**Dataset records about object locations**
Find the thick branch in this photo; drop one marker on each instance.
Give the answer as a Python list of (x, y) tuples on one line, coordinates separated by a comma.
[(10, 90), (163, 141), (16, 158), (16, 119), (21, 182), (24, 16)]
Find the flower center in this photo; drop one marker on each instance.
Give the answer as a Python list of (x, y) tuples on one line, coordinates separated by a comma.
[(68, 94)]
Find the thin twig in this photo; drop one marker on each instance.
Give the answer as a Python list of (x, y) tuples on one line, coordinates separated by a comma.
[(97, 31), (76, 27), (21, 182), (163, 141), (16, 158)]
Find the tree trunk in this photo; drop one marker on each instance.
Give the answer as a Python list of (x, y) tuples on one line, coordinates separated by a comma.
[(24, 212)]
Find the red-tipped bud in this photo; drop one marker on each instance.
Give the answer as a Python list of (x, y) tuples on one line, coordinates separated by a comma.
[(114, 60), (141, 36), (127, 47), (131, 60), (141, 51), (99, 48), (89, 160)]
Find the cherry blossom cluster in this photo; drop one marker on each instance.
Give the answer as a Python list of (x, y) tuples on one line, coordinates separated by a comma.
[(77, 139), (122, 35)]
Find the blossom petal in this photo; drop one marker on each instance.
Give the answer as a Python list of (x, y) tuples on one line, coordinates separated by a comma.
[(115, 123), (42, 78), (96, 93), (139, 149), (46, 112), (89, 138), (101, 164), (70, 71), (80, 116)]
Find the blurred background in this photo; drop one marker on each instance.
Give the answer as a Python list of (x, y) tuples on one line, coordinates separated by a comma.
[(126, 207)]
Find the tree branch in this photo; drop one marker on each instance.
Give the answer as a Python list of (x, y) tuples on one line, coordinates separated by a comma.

**Exercise details**
Rescale the material between the lines containing "Find the tree trunk" and "[(24, 212)]", inclusive, and reproduce only those lines, requests included. Multiply each coordinate in the answers by 0.75, rounding to whole numbers with halves rounded up.

**Written response**
Find the tree trunk in this photo; drop one marker on each instance.
Give the answer as a Python list of (x, y) tuples on one line, coordinates separated by a comma.
[(18, 159)]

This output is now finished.